PROBLEM STATEMENT » Quote exactly the lines spanning from the top of the data below to the line that contains "M 714 627 L", including both.

─── RECORDS PROVIDED

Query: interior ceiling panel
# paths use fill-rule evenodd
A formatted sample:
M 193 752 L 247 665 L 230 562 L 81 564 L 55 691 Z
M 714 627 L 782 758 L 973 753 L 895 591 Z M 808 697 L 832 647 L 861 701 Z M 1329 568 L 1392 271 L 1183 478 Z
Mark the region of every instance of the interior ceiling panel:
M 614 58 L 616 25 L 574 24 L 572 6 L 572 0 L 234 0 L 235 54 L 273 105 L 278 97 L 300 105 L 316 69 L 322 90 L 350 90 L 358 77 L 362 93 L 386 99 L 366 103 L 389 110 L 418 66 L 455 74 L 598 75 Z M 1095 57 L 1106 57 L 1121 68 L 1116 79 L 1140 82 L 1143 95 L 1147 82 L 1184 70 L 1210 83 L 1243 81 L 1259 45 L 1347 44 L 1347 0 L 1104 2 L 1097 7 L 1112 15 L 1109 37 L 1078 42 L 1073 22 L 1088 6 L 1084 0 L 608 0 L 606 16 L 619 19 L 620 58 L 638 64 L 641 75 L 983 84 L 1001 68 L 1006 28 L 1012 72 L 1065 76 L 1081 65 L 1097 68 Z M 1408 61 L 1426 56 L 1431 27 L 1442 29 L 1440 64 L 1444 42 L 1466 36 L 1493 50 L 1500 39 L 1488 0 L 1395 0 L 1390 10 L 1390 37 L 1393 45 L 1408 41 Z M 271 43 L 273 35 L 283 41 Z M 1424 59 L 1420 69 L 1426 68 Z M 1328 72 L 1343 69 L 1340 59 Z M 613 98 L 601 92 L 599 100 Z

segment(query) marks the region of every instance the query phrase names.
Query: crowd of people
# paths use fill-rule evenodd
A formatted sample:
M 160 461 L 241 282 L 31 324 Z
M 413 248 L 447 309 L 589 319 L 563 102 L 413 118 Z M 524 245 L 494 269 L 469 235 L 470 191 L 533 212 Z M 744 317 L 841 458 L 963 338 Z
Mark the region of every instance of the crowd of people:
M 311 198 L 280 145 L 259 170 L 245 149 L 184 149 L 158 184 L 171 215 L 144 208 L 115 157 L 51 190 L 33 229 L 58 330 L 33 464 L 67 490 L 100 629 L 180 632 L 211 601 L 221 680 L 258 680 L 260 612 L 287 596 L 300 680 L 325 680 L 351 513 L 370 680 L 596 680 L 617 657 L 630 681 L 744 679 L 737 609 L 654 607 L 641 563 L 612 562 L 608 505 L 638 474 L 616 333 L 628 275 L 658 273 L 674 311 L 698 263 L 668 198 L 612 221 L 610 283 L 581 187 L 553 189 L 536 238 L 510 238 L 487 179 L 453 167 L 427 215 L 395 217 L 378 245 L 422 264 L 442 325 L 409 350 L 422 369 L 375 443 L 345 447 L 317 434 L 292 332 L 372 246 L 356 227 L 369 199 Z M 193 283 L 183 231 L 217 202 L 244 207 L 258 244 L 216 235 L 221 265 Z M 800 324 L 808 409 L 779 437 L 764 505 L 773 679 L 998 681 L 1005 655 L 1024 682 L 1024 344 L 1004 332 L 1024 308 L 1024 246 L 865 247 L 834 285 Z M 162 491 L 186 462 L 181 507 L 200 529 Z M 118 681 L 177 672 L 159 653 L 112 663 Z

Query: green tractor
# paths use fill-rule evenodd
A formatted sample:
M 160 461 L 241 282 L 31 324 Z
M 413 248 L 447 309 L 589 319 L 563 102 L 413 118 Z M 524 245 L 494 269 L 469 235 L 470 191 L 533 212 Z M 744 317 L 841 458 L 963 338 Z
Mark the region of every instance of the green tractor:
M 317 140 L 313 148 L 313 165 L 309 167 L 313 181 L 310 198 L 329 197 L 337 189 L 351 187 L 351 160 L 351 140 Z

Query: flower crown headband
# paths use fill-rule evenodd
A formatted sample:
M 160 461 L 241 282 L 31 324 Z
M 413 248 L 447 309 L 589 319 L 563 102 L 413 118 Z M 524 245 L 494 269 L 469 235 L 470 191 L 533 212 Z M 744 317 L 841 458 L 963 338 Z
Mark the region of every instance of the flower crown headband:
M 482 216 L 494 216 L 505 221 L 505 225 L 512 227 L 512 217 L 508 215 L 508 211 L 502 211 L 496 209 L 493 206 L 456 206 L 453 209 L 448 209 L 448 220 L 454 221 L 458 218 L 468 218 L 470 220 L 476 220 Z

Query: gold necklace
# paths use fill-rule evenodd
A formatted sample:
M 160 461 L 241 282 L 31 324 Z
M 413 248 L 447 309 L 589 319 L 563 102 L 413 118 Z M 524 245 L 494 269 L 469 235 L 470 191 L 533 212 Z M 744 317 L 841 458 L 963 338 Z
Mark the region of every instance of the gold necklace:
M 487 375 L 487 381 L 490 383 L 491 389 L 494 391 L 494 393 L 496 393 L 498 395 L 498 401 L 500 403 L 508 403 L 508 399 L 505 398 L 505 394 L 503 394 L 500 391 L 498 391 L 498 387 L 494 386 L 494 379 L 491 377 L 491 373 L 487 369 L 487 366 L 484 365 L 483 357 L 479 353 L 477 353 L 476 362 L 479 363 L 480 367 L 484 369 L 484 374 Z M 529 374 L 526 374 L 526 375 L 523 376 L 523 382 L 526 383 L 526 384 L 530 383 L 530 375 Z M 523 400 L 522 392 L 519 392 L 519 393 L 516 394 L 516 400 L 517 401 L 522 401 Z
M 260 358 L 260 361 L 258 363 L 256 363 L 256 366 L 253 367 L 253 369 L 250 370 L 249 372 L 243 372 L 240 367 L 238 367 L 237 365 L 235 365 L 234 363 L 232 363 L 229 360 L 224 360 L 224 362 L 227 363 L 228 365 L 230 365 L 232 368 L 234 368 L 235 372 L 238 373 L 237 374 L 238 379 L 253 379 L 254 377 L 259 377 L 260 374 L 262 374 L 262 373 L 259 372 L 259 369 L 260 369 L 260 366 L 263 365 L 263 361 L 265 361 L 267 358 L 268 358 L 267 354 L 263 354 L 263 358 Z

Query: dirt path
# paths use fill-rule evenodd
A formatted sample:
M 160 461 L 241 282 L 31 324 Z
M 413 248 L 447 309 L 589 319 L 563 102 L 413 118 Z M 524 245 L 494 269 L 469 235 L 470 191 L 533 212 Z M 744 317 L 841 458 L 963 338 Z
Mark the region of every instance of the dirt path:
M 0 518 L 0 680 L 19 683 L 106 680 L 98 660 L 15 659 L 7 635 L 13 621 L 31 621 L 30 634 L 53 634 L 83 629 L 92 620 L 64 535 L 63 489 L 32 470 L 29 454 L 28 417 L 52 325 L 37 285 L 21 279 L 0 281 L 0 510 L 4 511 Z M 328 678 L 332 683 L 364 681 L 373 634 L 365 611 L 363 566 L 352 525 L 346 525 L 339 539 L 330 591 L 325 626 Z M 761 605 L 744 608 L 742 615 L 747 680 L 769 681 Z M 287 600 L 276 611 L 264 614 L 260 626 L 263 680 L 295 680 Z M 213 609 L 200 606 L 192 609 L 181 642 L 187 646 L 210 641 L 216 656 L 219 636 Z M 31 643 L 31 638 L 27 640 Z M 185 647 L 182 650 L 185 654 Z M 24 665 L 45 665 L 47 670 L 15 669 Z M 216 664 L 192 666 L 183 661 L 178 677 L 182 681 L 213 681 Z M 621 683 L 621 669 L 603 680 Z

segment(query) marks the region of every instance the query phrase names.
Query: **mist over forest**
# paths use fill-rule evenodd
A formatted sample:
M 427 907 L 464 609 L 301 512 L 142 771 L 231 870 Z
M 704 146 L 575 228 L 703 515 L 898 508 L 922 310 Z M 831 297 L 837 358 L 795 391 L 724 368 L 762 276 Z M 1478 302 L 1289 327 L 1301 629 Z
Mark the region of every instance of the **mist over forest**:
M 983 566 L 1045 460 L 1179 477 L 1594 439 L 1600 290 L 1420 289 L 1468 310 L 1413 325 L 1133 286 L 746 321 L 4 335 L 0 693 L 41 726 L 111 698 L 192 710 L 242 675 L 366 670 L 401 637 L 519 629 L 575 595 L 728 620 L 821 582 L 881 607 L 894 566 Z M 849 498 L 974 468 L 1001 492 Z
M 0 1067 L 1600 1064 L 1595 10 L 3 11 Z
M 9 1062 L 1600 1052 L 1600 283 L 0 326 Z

──────

ANSWER TO THIS PROBLEM »
Query: interior ceiling panel
# paths use fill-rule evenodd
A formatted sample:
M 193 752 L 247 665 L 230 562 L 81 564 L 55 691 Z
M 714 627 L 782 758 L 973 753 L 895 591 Z M 808 697 L 832 647 L 861 701 Z M 1329 568 L 1392 271 L 1183 478 Z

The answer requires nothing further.